REQUIREMENT – Please show every line in the entries below that includes the word "blonde".

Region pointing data
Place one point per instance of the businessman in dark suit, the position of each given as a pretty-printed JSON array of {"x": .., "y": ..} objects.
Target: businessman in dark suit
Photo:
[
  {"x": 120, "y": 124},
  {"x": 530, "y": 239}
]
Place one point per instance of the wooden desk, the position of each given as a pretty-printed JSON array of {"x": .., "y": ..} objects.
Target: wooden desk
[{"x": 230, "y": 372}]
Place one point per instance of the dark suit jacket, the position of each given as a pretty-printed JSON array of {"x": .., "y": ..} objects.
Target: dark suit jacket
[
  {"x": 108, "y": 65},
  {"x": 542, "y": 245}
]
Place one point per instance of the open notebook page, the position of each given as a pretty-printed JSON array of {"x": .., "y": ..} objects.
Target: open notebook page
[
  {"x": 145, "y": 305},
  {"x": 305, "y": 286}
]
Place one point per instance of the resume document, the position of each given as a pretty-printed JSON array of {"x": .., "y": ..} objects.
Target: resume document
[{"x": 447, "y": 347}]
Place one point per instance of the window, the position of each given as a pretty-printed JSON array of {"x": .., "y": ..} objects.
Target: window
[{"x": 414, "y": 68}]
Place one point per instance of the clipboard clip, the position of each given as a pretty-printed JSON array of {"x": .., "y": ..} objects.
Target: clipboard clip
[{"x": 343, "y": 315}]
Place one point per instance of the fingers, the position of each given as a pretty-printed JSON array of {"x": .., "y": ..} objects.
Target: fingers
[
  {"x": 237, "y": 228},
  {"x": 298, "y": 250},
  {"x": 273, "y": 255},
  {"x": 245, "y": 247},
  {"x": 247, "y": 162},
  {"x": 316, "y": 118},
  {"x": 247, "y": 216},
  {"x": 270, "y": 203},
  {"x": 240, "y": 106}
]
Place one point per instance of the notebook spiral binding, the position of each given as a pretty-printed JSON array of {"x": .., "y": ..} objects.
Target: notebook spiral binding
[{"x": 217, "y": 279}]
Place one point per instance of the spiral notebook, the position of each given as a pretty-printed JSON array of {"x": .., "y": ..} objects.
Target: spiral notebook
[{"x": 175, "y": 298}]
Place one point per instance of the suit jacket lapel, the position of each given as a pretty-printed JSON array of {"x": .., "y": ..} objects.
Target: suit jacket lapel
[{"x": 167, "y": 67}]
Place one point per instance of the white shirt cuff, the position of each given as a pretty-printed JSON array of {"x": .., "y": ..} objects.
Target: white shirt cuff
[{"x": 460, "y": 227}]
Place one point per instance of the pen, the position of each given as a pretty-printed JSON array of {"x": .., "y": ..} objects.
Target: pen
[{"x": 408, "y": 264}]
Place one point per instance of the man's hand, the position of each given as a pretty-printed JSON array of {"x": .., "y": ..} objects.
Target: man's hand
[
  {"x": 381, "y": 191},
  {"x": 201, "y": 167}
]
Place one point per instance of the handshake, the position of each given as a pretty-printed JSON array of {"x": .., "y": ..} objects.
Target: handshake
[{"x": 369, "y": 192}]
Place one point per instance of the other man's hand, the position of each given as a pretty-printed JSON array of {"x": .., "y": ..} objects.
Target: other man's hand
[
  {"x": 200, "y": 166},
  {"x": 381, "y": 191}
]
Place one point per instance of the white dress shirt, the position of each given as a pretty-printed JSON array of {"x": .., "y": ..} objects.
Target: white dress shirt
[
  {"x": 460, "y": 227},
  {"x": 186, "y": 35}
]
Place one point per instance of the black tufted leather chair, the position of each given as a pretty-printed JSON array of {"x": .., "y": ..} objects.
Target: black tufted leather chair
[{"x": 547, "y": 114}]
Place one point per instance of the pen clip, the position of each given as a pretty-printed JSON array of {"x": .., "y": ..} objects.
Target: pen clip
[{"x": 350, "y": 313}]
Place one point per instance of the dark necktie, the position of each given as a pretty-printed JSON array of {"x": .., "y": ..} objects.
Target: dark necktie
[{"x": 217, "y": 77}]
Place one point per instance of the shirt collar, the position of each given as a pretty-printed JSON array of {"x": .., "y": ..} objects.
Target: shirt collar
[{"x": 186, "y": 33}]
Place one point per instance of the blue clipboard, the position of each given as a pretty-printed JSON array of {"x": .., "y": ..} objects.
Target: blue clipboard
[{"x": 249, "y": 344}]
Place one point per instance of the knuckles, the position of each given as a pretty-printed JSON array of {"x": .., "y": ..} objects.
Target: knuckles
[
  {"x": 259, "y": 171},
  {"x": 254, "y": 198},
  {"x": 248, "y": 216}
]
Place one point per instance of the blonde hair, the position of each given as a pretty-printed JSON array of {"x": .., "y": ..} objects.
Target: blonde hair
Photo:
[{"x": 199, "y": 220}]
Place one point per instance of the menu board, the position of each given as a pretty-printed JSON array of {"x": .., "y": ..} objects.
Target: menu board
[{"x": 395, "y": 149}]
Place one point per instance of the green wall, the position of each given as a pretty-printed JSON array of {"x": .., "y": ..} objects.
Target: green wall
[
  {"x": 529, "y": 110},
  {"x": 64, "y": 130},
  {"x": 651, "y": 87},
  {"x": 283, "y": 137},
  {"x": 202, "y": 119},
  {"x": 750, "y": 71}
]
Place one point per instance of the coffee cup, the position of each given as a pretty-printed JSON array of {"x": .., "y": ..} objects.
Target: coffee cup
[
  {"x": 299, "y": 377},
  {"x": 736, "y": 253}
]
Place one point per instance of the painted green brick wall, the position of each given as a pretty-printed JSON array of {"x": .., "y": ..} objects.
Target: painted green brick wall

ANSWER FOR THIS EXERCISE –
Place one point per instance of the blonde hair, the position of each given as a pretty-printed JSON array of {"x": .., "y": ..} objects.
Target: blonde hair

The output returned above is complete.